Entries provided:
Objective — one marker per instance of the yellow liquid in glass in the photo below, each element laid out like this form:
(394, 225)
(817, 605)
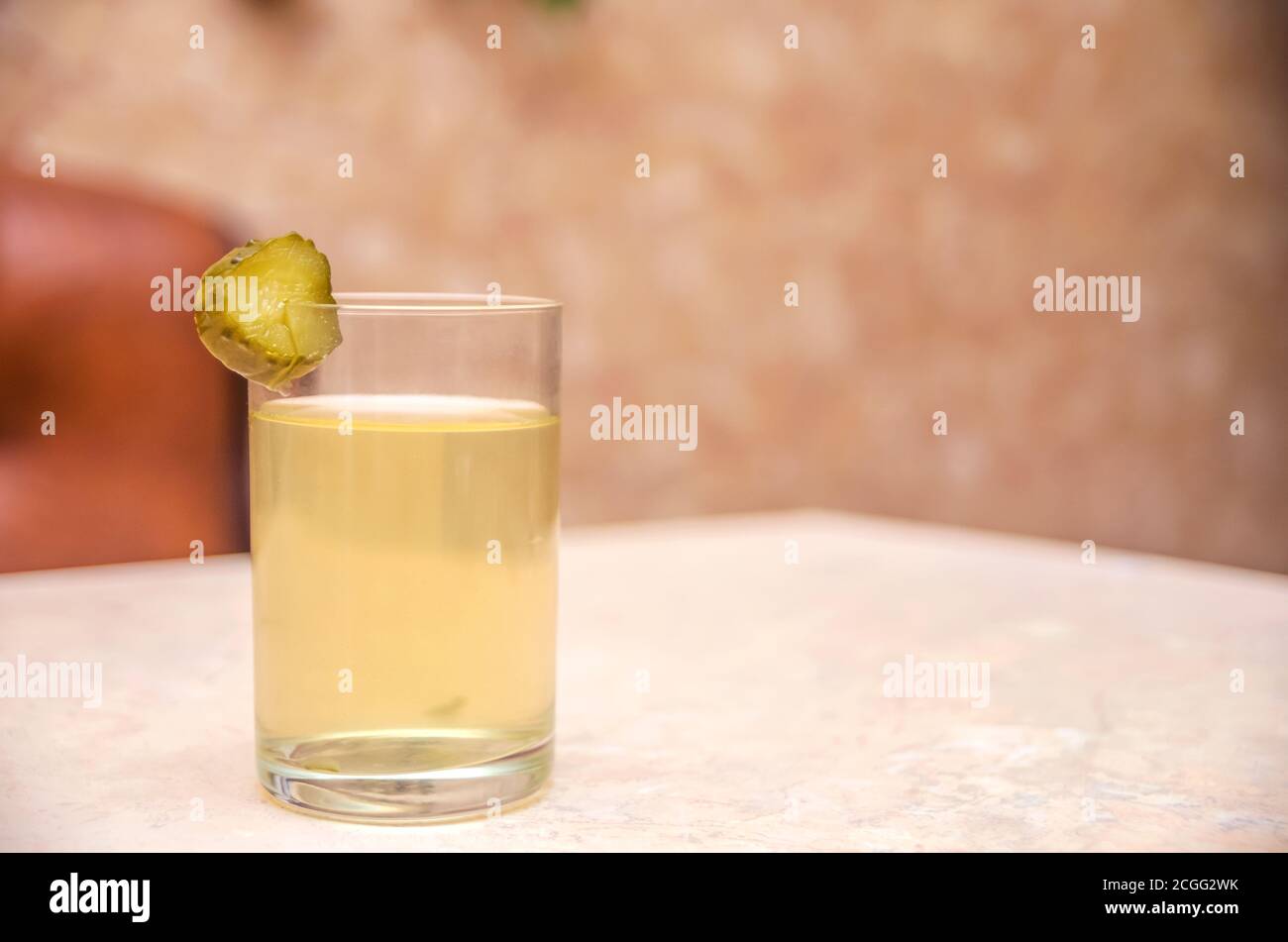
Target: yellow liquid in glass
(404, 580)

What is required:
Copy every row above word for word, leaving out the pictures.

Task response:
Objective — one marker per instance of the yellow liquid in glass in the photo below, each element laid out like this form:
(394, 225)
(817, 605)
Target: yellow liquid in glass
(404, 580)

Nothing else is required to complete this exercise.